* _Excerpted text_:
Friday, October 04, 2024
Business and Commerce, Industry, Neighborhood: East End, Neighborhood: East Side, World War I

East Side Bridgeport – A Cityscape Made by the Great War

By Carolyn Ivanoff

During the 1960s my grandmother lived on the top floor of the four- story Consumer Building at 1064 East Main Street on the corner of East Main Street and Arctic. The building was the tallest building in the area and from any window of the top floor you could look over almost the entire East Side. Skydel’s Department Store, where every Easter my mother purchased our shoes and hats, was directly across the street and I could look down on the roof. Looking down Arctic Street the tall familiar landmark of the Remington Shot Tower was visible over the tops of the houses. Looking over to the left across Boston Avenue, I could clearly see the GE meatball shining above one of the largest industrial facilities in the world. General Electric, purchased the complex in 1920 from Remington. My favorite time to view the city was on a summer evening as the lights started to come on all over the East Side. Summer time was hot on the fourth floor, and the windows were old and wooden and huge with no screens and were always open. I guess looking back if I hadn’t been careful it would have been easy to fall. I always hated looking directly down. Usually I would kneel down and put my arms on the sill and my head in my hands and I would look across to GE. My father worked second shift and as the lights came on all over the East Side I looked across to GE. It was comforting to know he was there. I didn’t understand then, but I know now, that I was looking out over a Bridgeport landscape created by the Great War.

(Records)
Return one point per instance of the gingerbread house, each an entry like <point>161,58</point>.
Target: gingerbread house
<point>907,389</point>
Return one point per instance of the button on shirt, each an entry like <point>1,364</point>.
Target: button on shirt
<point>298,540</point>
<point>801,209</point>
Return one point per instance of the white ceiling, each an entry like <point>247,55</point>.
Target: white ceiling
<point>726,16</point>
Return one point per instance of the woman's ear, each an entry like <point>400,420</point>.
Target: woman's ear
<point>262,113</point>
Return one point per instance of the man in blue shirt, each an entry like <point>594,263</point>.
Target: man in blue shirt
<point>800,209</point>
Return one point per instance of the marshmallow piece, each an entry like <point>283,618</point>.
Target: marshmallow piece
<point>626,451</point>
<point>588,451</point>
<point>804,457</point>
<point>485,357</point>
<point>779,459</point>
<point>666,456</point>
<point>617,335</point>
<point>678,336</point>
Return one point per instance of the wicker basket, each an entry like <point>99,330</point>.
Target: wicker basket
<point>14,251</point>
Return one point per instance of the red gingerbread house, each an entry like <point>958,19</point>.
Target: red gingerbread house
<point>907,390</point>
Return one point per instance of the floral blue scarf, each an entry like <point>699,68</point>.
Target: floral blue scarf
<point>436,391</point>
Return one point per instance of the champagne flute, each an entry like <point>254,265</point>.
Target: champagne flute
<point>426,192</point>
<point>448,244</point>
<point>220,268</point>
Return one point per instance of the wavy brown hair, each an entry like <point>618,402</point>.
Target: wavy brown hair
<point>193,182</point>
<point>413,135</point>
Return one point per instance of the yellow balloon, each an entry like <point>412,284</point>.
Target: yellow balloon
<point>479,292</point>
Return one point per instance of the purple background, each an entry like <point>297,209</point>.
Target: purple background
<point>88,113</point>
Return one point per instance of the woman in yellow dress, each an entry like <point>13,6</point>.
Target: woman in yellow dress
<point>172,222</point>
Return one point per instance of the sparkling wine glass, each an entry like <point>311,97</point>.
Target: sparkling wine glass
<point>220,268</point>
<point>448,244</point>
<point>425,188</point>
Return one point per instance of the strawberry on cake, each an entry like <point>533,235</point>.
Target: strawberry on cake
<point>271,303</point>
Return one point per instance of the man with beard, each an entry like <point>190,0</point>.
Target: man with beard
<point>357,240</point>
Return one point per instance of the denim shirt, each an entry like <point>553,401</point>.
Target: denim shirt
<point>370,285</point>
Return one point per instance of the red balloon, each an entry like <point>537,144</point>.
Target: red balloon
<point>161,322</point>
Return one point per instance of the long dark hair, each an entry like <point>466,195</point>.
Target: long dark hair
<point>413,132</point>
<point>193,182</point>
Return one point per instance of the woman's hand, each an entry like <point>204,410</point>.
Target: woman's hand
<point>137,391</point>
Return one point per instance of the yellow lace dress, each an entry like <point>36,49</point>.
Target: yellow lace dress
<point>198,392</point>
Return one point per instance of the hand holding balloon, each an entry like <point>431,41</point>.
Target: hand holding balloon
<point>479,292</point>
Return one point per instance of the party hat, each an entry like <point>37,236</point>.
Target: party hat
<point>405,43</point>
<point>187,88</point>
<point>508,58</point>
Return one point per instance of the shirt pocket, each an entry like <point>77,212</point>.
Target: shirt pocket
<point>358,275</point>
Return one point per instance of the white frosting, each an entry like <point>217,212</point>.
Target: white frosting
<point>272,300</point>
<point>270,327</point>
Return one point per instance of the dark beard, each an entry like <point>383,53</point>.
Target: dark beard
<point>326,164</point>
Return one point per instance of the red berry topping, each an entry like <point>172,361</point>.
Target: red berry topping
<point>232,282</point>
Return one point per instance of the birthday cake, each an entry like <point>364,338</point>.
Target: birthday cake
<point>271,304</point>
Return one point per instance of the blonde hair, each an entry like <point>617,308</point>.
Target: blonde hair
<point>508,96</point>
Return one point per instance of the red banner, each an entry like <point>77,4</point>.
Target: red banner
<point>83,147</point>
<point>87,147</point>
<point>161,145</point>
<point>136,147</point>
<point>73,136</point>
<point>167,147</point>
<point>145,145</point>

* _What to work on_:
1: Say whether each statement agrees with the East Side Bridgeport passage, and back each yes or no with the deciding words from the passage, quoted exactly.
(a) General Electric bought the complex from Remington in 1920.
(b) The fourth-floor windows had screens.
(c) The narrator's father worked first shift.
2: Please answer these questions from the East Side Bridgeport passage.
(a) Which store stood directly across the street from the Consumer Building?
(b) What landmark could be seen looking down Arctic Street?
(c) When did the narrator most like to view the city?
The entries have no connection to the East Side Bridgeport passage.

* _Results in order_:
1:
(a) Yes: "purchased the complex in 1920 from Remington"
(b) No: "were old and wooden and huge with no screens"
(c) No: "My father worked second shift"

2:
(a) Skydel's Department Store
(b) The Remington Shot Tower
(c) On a summer evening as the lights started to come on all over the East Side